Saturday, March 03, 2007

OUT TO LUNCH

As the Missus and I were watching “You Think You’re As Smart As A Fifth-Grader, But You’re Really A Fucking Moron” a couple of nights ago, I thought about an aspect of elementary school life that generally stays buried deep in the dark recesses of my reptilian cerebellum.

School Lunch.

Lunch was a relatively uncomplicated matter back in my Snot-Nose Days. You went to school. At some time during that school day, you had a lunch period that generally lasted about 45 minutes. During that lunch period, you either queued up to purchase the school’s hot lunch, or you bought a half-pint of milk (for the grandiose sum of 3¢) and used that to wash down the peanut butter-and-jelly on Wonder Bread that your mom packed for you.

There were kids that brought their sack lunches (metal lunch boxes being for the younger set), and there were kids that bought hot lunches. The boundary between these two groups was fluid; kids shifted between the Sack Lunch Mafia and the Hot Lunch Tong all the time.

The times I’d bring a sack lunch, there would generally be a sandwich of some kind: the aforementioned PB&J on white Wonder Bread, or cream cheese and jelly. On occasion, there’d be something more aromatic, such as sardines and cream cheese. It may have been more pungent, but at least it had no jelly that would, invariably, saturate the bread, turning it into a gooshy, purplish mass. Dessert would be a crapshoot, entirely dependent upon the Motherly Whim. Some Hostess Creme-Filled Cupcakes, perhaps, with that ineffable white squiggle in the center of that glossy chocolate topcoat? A Twinkie? An apple (gag)?

But the Hot Lunches...ahhh, now there was a Value Meal for you. My elementary school hot lunches cost all of 25¢ - a tariff that increased to 35¢ when I hit middle school. And what did you get for your quarter, Johnnie?

Well, for starters, you got a half-pint of milk in a cardboard gable-top carton. That was back before they used polyethylene to coat the cardboard - they used wax, which meant that there would inevitably be small chunks of wax floating in the milk. It was good old homogenized, pasteurized Vitamin D milk, none of that low-fat crap. Chocolate milk? Soda? You gotta be fucking kidding.
....................
Challenges:
1) Translate this sentence from the school lunch post into Spanish: "Lunch was a relatively uncomplicated matter back in my Snot-Nose Days."
2) List every dessert the school lunch post names as a possible item in a packed sack lunch.
3) Echo the school lunch post word for word, from "As the Missus" up to and including "my reptilian cerebellum.".
....................
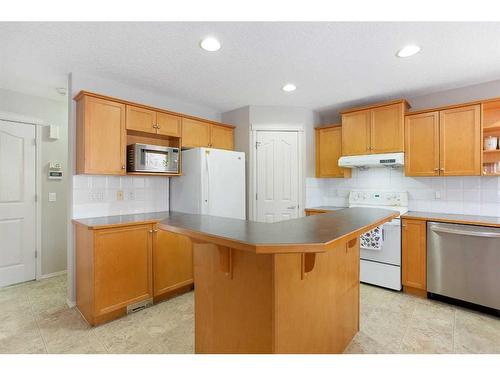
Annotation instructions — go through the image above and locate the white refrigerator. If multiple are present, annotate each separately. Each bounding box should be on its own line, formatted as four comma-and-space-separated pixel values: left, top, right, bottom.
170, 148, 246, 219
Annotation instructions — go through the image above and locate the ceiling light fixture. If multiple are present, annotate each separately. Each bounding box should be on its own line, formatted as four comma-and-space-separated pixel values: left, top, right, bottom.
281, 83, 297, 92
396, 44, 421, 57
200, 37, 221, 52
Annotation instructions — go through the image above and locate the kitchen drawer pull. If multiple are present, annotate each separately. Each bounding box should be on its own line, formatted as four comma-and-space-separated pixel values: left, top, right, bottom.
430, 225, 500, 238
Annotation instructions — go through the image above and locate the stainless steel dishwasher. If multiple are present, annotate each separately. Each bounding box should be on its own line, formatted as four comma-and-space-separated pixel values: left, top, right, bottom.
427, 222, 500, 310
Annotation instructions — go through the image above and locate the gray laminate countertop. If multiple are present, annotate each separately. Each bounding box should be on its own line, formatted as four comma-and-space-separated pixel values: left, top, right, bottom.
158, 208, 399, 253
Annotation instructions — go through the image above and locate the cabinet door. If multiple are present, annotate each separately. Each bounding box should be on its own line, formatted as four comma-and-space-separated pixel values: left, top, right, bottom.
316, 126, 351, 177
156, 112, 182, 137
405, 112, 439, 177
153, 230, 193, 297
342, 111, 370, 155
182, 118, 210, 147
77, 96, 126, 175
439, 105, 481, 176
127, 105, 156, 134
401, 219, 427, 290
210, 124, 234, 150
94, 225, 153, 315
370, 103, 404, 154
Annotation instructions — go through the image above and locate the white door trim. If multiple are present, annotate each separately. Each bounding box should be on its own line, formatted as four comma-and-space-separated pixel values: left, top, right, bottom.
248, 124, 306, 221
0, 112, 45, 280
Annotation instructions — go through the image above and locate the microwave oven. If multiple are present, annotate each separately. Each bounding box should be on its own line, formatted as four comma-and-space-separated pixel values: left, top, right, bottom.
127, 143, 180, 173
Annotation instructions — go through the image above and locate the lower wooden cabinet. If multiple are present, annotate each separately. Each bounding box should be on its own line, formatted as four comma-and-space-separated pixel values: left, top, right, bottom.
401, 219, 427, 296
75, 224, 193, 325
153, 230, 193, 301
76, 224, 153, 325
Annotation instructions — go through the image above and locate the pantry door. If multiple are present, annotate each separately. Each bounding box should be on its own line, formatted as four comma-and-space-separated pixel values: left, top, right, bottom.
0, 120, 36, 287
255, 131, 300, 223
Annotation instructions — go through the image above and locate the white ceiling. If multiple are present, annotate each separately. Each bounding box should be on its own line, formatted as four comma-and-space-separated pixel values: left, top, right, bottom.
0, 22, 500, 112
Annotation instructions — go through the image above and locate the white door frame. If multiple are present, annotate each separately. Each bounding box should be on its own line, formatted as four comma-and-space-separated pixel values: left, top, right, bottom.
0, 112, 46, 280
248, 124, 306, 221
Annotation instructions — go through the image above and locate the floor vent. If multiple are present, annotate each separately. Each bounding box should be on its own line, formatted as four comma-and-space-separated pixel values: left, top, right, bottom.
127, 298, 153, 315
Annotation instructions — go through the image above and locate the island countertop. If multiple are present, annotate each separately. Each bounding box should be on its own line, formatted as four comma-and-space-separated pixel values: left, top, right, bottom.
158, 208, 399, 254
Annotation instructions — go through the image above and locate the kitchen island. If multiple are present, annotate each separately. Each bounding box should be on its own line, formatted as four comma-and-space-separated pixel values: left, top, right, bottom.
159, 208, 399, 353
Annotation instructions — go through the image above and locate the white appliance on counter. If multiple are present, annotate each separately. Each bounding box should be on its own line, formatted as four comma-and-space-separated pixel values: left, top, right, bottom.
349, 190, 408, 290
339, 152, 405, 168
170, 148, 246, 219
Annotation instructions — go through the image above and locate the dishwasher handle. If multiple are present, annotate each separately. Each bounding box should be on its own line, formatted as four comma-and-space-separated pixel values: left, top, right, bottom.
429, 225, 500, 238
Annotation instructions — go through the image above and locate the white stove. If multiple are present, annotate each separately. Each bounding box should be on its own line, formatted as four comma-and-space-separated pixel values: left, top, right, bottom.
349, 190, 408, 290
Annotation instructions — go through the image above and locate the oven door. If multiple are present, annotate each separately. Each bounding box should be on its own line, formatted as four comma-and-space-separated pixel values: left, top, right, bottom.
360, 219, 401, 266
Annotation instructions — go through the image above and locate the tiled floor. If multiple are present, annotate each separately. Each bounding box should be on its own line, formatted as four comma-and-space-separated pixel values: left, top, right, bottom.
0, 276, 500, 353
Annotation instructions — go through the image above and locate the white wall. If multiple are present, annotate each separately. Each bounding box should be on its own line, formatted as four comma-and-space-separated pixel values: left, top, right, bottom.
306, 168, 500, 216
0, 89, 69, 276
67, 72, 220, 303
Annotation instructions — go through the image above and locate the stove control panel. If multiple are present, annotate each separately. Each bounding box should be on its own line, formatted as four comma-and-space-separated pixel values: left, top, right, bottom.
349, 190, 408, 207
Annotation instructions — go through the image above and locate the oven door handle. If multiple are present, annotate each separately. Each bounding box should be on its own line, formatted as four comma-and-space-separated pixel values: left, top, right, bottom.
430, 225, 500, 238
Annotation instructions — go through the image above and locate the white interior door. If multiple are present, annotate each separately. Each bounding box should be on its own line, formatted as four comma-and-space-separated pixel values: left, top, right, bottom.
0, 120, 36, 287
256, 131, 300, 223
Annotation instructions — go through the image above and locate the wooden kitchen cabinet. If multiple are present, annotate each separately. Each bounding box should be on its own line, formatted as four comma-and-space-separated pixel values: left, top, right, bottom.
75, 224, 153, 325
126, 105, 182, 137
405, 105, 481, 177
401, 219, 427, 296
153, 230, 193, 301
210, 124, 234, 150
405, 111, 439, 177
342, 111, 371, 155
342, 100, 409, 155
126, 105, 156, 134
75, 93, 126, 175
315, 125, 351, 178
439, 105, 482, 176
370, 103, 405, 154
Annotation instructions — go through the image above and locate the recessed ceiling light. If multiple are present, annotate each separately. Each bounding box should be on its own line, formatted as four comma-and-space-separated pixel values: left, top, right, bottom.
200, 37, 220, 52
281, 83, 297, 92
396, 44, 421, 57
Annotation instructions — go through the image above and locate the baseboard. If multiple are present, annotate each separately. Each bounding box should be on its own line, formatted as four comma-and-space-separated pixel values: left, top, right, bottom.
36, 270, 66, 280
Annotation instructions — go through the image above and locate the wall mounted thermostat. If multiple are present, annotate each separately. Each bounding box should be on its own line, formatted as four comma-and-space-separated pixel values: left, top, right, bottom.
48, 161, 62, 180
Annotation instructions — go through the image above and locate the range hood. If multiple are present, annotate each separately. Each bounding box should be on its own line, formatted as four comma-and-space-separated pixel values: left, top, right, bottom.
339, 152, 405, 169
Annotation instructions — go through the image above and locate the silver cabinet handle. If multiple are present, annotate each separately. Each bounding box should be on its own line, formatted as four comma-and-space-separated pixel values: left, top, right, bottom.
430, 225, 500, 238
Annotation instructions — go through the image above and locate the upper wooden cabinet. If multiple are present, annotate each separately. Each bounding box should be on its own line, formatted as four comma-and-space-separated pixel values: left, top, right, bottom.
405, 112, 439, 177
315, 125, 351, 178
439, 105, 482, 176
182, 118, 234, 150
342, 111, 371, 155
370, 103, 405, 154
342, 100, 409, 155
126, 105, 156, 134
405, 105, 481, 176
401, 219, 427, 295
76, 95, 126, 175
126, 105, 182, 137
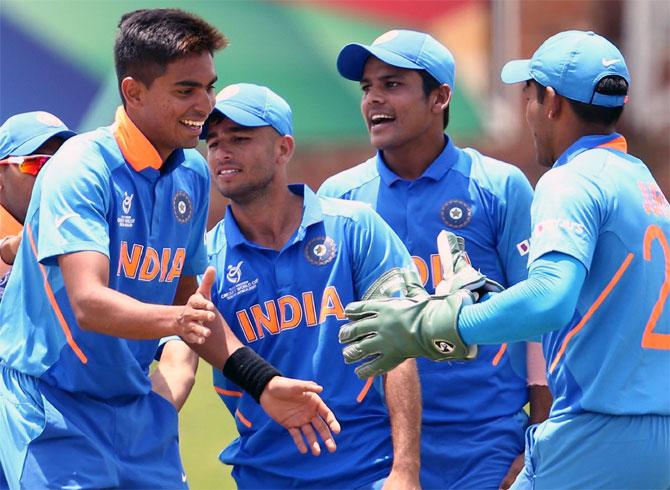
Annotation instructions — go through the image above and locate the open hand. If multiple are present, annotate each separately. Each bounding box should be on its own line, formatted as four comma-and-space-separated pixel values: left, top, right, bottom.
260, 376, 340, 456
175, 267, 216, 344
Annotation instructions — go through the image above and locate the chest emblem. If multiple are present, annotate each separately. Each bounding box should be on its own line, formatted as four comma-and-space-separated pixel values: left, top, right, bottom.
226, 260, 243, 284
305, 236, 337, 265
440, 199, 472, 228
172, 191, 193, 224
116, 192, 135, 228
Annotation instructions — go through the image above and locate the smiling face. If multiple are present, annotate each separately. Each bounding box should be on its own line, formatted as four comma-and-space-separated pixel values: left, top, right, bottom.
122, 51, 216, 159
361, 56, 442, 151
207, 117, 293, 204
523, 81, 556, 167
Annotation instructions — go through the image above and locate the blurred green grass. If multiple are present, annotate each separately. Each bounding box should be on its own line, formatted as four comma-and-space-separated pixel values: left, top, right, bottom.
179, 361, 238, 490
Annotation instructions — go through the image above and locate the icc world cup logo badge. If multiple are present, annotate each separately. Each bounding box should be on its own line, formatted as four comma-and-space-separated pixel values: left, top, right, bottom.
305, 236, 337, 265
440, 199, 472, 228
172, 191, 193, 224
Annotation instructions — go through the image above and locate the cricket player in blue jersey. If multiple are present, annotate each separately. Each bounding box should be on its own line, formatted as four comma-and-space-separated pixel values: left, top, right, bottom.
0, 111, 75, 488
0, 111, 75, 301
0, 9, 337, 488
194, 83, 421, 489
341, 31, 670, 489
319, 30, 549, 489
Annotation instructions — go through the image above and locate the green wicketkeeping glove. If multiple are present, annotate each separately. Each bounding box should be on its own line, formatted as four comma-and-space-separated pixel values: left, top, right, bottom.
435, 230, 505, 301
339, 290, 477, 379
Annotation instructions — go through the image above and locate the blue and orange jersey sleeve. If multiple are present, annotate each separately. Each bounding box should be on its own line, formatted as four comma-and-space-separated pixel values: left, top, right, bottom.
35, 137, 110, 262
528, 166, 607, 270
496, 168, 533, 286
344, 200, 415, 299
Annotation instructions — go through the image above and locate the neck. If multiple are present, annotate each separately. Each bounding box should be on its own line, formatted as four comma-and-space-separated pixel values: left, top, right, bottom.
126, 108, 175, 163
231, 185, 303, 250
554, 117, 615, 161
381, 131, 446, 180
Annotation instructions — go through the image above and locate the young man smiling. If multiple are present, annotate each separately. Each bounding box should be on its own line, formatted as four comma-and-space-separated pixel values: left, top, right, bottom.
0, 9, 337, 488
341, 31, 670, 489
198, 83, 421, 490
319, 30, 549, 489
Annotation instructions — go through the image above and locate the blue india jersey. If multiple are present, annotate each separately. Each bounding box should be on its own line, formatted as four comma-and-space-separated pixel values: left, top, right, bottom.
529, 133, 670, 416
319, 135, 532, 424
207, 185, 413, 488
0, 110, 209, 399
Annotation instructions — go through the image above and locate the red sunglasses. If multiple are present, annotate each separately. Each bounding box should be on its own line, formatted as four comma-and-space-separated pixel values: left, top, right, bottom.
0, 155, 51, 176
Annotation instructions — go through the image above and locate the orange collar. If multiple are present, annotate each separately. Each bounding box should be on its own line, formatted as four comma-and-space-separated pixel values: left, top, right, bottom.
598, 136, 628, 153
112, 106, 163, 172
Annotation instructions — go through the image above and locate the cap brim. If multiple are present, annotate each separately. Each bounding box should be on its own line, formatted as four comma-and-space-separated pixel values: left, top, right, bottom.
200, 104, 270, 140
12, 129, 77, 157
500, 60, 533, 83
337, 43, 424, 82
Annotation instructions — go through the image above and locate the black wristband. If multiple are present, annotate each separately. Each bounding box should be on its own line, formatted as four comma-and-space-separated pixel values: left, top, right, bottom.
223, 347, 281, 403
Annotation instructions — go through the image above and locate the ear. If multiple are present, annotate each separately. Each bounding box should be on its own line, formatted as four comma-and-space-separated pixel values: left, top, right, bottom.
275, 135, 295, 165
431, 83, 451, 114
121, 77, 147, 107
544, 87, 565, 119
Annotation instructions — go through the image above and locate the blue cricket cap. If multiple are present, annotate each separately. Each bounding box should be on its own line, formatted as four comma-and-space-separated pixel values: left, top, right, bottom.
....................
Results of the tasks:
1) En mis días de mocoso, el almuerzo era un asunto relativamente sencillo.

2)
- Hostess Creme-Filled Cupcakes
- A Twinkie
- An apple

3)
As the Missus and I were watching “You Think You’re As Smart As A Fifth-Grader, But You’re Really A Fucking Moron” a couple of nights ago, I thought about an aspect of elementary school life that generally stays buried deep in the dark recesses of my reptilian cerebellum.